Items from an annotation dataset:
start
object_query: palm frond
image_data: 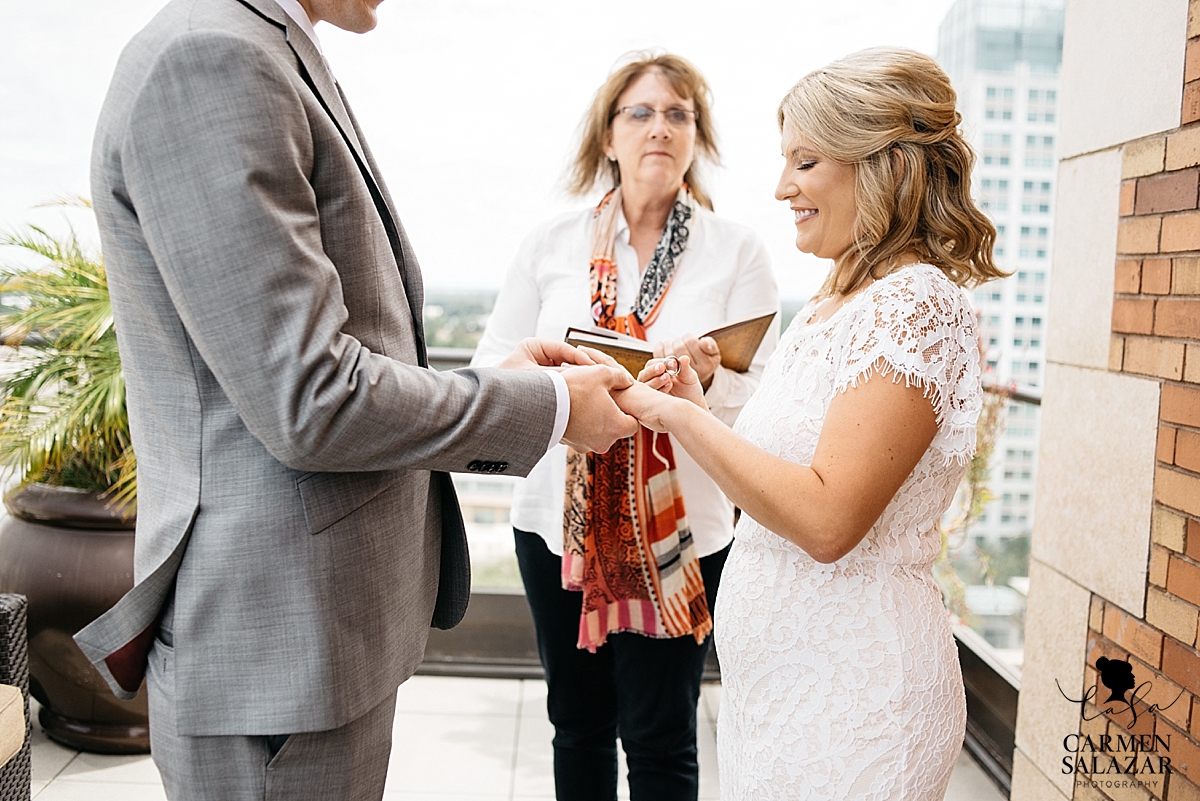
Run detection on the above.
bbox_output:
[0,199,137,510]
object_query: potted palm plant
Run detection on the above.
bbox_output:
[0,201,149,753]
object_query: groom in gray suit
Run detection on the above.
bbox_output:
[77,0,637,801]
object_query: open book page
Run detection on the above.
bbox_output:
[566,312,775,375]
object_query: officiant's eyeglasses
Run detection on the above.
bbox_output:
[613,106,698,128]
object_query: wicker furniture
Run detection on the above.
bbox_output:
[0,595,30,801]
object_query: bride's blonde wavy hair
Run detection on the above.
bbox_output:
[779,47,1008,295]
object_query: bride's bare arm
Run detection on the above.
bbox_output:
[617,371,937,562]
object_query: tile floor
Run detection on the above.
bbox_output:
[25,676,1003,801]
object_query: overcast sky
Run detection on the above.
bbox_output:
[0,0,953,299]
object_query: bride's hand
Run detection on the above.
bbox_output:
[637,356,708,409]
[612,383,683,434]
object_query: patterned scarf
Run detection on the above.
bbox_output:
[563,186,713,652]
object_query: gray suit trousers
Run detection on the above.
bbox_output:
[146,640,396,801]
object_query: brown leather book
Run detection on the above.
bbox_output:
[566,312,775,375]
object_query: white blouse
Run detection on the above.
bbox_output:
[472,204,780,556]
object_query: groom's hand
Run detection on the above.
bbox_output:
[563,365,638,453]
[499,337,596,371]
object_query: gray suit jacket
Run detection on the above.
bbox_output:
[77,0,556,735]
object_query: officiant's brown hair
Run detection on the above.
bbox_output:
[566,50,721,209]
[778,47,1007,295]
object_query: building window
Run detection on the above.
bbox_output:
[1021,181,1052,215]
[983,132,1013,167]
[1025,89,1057,122]
[1025,135,1054,169]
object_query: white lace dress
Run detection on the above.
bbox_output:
[715,265,982,801]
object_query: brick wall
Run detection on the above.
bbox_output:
[1089,0,1200,801]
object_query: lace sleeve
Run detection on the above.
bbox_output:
[834,265,983,462]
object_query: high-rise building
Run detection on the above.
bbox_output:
[937,0,1066,543]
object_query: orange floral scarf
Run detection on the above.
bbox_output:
[563,187,713,652]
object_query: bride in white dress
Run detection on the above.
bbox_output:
[618,48,1004,801]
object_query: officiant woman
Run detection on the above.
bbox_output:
[473,53,779,801]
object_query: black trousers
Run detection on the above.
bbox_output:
[514,529,730,801]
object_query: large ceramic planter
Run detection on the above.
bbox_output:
[0,484,150,754]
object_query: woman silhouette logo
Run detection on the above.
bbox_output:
[1096,656,1136,704]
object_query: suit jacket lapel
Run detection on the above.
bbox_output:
[337,86,425,345]
[231,0,428,367]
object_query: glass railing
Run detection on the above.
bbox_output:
[422,348,1022,789]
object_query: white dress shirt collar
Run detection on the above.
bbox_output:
[275,0,325,55]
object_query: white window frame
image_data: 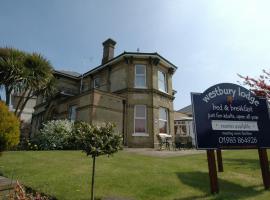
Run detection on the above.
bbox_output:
[157,70,168,93]
[132,105,149,136]
[134,64,147,88]
[93,77,100,88]
[158,107,170,135]
[68,105,77,122]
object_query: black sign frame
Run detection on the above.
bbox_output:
[191,83,270,150]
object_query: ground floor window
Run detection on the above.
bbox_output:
[134,105,147,135]
[68,105,77,121]
[159,108,169,134]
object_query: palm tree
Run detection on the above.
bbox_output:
[0,47,26,106]
[15,53,55,117]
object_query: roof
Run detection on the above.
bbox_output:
[83,52,177,76]
[54,70,81,79]
[54,52,177,79]
[177,105,192,113]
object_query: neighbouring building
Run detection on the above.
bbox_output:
[32,39,177,148]
[174,105,195,146]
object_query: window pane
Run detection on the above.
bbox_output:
[69,106,77,121]
[136,76,145,87]
[158,71,167,92]
[158,71,165,82]
[136,65,145,75]
[135,119,146,133]
[158,80,166,91]
[94,78,100,88]
[159,108,167,120]
[135,106,146,117]
[159,120,167,133]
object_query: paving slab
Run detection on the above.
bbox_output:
[124,148,205,158]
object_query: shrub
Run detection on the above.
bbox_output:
[34,120,74,150]
[0,101,20,152]
[75,122,122,200]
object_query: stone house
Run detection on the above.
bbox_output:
[32,39,177,148]
[174,105,196,146]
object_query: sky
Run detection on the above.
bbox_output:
[0,0,270,110]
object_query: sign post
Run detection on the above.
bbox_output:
[216,149,224,172]
[258,148,270,189]
[206,149,219,194]
[191,83,270,193]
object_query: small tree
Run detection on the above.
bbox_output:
[76,122,122,200]
[0,101,20,153]
[238,70,270,98]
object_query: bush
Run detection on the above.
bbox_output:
[0,101,20,152]
[33,120,74,150]
[75,122,122,200]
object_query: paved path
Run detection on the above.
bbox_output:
[124,148,205,158]
[0,176,16,200]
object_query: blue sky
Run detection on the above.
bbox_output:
[0,0,270,109]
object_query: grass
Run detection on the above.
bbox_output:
[0,150,270,200]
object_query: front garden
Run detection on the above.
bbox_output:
[0,150,270,200]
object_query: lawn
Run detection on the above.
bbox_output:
[0,150,270,200]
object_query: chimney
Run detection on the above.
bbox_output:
[101,38,116,64]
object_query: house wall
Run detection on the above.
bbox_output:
[31,54,174,148]
[110,62,127,92]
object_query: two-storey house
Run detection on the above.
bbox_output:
[32,39,177,147]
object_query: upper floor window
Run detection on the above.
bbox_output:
[158,71,167,92]
[134,105,147,136]
[94,77,100,88]
[159,108,169,134]
[135,65,146,88]
[68,105,77,121]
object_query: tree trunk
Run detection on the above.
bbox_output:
[17,91,32,118]
[91,156,96,200]
[5,86,11,107]
[15,90,27,115]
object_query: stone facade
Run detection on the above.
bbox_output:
[32,39,176,148]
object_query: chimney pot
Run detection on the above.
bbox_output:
[101,38,116,64]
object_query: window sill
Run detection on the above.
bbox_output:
[134,86,148,89]
[132,133,149,137]
[158,89,169,94]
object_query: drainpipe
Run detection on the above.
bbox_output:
[80,74,83,94]
[122,100,127,146]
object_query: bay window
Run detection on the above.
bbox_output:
[158,71,167,92]
[135,65,146,88]
[134,105,147,136]
[158,108,169,134]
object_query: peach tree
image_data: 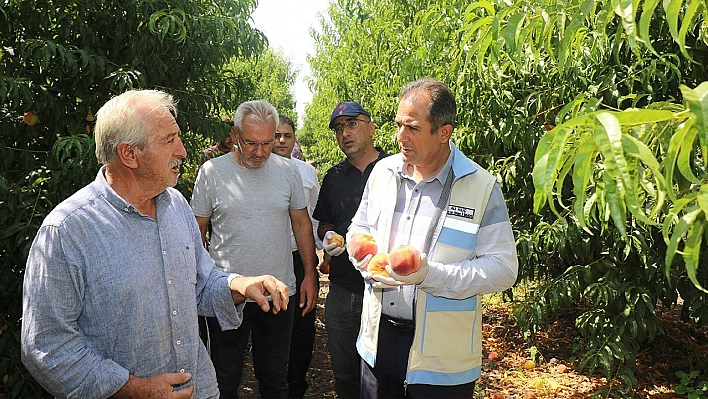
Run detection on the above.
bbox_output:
[306,0,708,396]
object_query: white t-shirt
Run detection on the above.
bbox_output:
[290,158,322,251]
[191,153,307,294]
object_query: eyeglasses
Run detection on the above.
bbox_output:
[332,119,371,134]
[275,132,293,141]
[238,136,275,150]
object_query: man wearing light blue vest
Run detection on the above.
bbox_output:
[347,78,518,398]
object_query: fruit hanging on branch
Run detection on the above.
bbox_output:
[22,111,39,126]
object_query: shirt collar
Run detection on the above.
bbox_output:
[398,142,455,184]
[95,165,171,213]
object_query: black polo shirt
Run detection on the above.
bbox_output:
[312,147,389,294]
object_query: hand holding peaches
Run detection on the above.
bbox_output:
[347,233,379,263]
[373,245,428,287]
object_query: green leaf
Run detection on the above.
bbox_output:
[502,13,526,53]
[573,136,597,233]
[680,82,708,167]
[639,0,659,56]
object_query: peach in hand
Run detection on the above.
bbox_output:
[388,245,420,276]
[347,233,379,261]
[329,233,344,248]
[366,252,391,277]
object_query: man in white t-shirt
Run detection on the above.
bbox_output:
[273,115,322,398]
[191,101,318,399]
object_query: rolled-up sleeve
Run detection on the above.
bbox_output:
[192,209,245,330]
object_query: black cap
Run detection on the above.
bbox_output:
[329,101,371,129]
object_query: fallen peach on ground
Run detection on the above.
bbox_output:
[388,245,420,276]
[347,233,379,260]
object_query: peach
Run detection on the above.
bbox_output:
[22,111,39,126]
[388,245,420,276]
[347,233,379,261]
[366,252,390,277]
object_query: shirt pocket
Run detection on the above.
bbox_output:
[421,295,481,356]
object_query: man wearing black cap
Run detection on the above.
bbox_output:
[313,102,388,398]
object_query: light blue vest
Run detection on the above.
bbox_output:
[357,145,496,385]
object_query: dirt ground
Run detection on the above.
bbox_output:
[241,275,708,399]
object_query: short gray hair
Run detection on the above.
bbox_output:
[94,90,177,165]
[234,100,279,135]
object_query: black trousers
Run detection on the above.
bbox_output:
[288,251,320,398]
[361,317,475,399]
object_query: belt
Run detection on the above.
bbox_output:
[381,314,415,334]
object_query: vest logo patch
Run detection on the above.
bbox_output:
[447,205,475,219]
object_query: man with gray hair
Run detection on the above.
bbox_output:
[192,101,318,398]
[21,90,289,398]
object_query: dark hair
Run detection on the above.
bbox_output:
[278,115,297,132]
[401,77,457,132]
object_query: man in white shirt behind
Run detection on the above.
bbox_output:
[273,115,322,398]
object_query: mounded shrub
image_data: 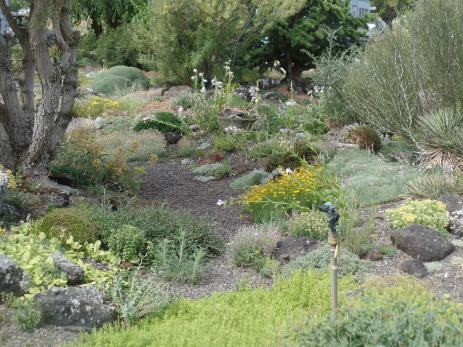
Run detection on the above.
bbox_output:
[38,208,97,245]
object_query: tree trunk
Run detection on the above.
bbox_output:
[0,0,79,176]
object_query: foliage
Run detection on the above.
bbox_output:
[74,96,121,118]
[327,149,417,207]
[133,112,185,134]
[81,205,224,255]
[79,272,352,347]
[148,237,208,284]
[109,269,172,324]
[137,0,303,84]
[343,0,463,140]
[242,166,337,220]
[405,171,457,199]
[97,129,166,162]
[0,224,118,299]
[14,300,42,332]
[416,109,463,172]
[347,125,381,153]
[251,0,366,79]
[295,277,463,347]
[283,246,369,277]
[371,0,416,23]
[229,227,280,270]
[172,91,198,110]
[38,208,97,245]
[386,199,449,234]
[50,129,138,191]
[287,210,329,240]
[92,65,149,94]
[108,225,146,262]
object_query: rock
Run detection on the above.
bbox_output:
[95,117,108,130]
[52,252,85,286]
[400,259,428,278]
[0,255,30,300]
[365,248,384,261]
[439,193,463,237]
[424,261,444,273]
[163,86,193,98]
[34,287,116,329]
[193,176,215,183]
[275,236,319,263]
[391,224,455,261]
[193,163,225,176]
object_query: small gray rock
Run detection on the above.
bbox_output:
[34,287,116,329]
[95,117,108,130]
[0,255,30,296]
[391,224,455,262]
[52,252,85,286]
[400,259,428,278]
[193,176,215,183]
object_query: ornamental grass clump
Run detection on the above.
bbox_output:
[386,199,449,234]
[242,166,339,221]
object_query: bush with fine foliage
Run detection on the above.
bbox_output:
[293,277,463,347]
[343,0,463,139]
[38,208,97,245]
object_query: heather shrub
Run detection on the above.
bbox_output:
[347,125,381,153]
[292,277,463,347]
[108,225,146,262]
[287,210,329,240]
[229,227,280,270]
[133,112,185,134]
[283,246,369,277]
[38,208,97,245]
[386,200,449,234]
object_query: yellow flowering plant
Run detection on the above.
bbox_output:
[242,165,339,221]
[386,199,449,234]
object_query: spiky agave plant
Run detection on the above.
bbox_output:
[417,109,463,173]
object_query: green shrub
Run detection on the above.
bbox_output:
[38,208,97,245]
[108,225,146,262]
[293,277,463,347]
[386,200,449,234]
[327,149,417,207]
[283,246,369,277]
[109,269,172,324]
[81,205,224,255]
[416,109,463,173]
[287,210,329,240]
[348,125,381,153]
[92,75,131,95]
[50,129,139,191]
[148,237,207,284]
[229,227,280,270]
[14,300,42,332]
[405,172,457,199]
[78,272,352,347]
[133,112,184,134]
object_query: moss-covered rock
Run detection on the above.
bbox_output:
[38,208,97,245]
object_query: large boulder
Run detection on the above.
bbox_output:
[52,252,85,286]
[34,287,116,329]
[0,255,30,296]
[391,224,455,262]
[440,193,463,236]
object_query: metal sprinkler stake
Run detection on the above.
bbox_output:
[319,202,339,320]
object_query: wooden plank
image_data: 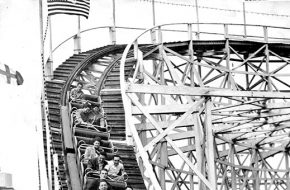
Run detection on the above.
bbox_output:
[135,117,194,131]
[132,103,199,115]
[126,83,290,99]
[148,131,195,142]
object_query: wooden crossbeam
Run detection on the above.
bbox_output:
[126,83,290,99]
[148,131,196,142]
[135,117,194,131]
[132,103,199,115]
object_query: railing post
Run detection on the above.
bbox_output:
[150,28,156,44]
[224,24,229,40]
[45,16,53,80]
[263,26,268,43]
[74,16,81,54]
[109,26,116,45]
[52,154,60,190]
[187,24,193,56]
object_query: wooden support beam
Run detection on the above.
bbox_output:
[135,117,194,131]
[126,83,290,99]
[132,103,199,115]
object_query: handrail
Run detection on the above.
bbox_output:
[52,23,290,57]
[52,26,146,52]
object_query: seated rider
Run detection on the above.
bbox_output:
[70,82,84,101]
[84,168,111,190]
[105,155,125,181]
[75,103,104,127]
[84,137,104,164]
[85,152,108,174]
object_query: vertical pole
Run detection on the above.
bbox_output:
[224,24,232,89]
[74,16,81,54]
[39,0,52,190]
[150,0,156,44]
[152,0,156,26]
[229,144,237,190]
[263,26,272,91]
[159,62,168,190]
[243,2,247,38]
[193,113,205,190]
[45,16,53,80]
[284,150,290,190]
[195,0,200,40]
[110,0,116,45]
[205,98,217,189]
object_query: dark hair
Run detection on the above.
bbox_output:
[93,136,102,143]
[77,82,84,87]
[101,168,109,172]
[99,179,110,188]
[100,152,107,158]
[113,154,121,159]
[125,185,133,190]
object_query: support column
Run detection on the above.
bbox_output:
[45,16,53,80]
[74,16,81,54]
[284,150,290,190]
[205,98,217,189]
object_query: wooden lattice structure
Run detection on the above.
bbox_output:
[121,24,290,190]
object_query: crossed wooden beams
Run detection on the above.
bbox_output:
[123,39,290,189]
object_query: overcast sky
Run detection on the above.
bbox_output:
[0,0,290,190]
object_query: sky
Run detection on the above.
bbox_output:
[0,0,290,190]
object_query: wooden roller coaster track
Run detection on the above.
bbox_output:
[44,23,290,190]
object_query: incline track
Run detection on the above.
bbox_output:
[43,46,146,189]
[43,41,289,189]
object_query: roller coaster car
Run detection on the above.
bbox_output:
[84,172,127,190]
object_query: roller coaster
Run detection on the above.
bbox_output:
[42,23,290,190]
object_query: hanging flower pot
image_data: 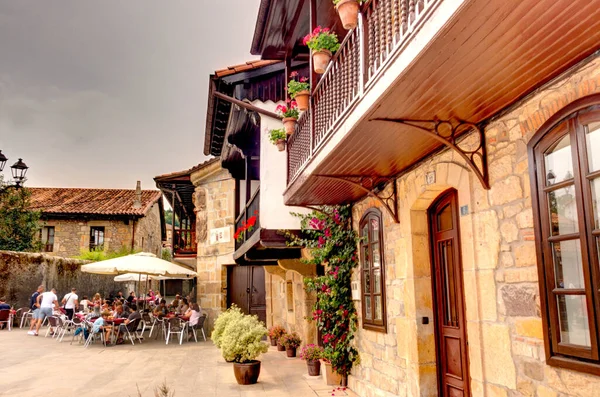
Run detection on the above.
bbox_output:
[303,26,340,74]
[333,0,362,30]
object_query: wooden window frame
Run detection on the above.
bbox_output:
[528,94,600,375]
[359,208,387,333]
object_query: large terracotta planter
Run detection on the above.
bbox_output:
[335,0,360,30]
[282,117,298,135]
[294,90,310,112]
[306,360,321,376]
[323,361,342,386]
[233,360,260,385]
[285,347,296,358]
[313,50,333,74]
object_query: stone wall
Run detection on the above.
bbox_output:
[349,58,600,396]
[0,251,127,307]
[191,162,235,332]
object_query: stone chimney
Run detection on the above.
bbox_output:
[133,181,142,209]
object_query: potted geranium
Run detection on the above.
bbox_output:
[220,315,269,385]
[269,128,287,152]
[275,101,300,135]
[333,0,365,30]
[269,325,285,346]
[279,332,302,357]
[303,26,340,74]
[300,343,323,376]
[288,72,310,112]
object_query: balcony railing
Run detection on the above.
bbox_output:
[235,188,260,250]
[287,0,442,185]
[173,225,198,256]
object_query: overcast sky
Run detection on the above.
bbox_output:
[0,0,259,189]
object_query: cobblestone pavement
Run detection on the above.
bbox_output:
[0,329,356,397]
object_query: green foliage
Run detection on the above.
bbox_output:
[220,315,269,363]
[303,26,340,54]
[75,246,140,262]
[286,206,359,375]
[288,79,310,99]
[210,304,244,349]
[269,128,287,145]
[0,185,41,251]
[279,332,302,349]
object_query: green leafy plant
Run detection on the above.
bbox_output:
[302,26,340,53]
[220,315,269,363]
[279,332,302,349]
[300,343,323,361]
[286,206,359,375]
[210,304,244,349]
[269,128,287,145]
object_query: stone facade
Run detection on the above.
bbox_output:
[191,162,235,331]
[43,203,162,257]
[349,57,600,397]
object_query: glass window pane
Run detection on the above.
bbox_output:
[437,204,452,232]
[373,296,383,320]
[373,244,381,267]
[585,122,600,172]
[365,295,373,320]
[544,134,573,186]
[373,269,381,294]
[552,240,585,289]
[548,186,579,236]
[556,295,591,347]
[591,178,600,229]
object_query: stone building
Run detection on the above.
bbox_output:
[29,182,166,257]
[246,0,600,397]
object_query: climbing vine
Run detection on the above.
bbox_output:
end
Goal of the exercise: Rewrite the stretch of items from the start through the line containing "[0,0,953,299]", requests included, shifting every bounding-box coordinate by adding 62 to it. Omit the pictures from your rewrite.

Solution below:
object_query: palm frond
image_data: 
Run detection on the above.
bbox_output:
[62,261,199,572]
object_query: potted palm plant
Run detection on the above.
bbox_output:
[62,263,211,815]
object_query: groom in gray suit
Run detection on the above.
bbox_output:
[139,62,699,863]
object_query: open book page
Run detection on the above.
bbox_output:
[628,374,837,437]
object_query: officiant's eyeglasses
Run detection on the above.
bbox_output:
[675,168,760,190]
object_query: wicker furniture
Run detection on the above.
bbox_output:
[62,657,92,863]
object_query: bride's blonde wavy hair
Run detection on the above.
bbox_output:
[841,109,1070,357]
object_query: bride's bare arm
Run detection on the above.
bbox_output:
[679,433,999,624]
object_query: tile floor
Run detection on the above.
bbox_output:
[87,738,1065,863]
object_query: overcast sky
Run detection on the above.
bbox_output:
[62,62,1015,361]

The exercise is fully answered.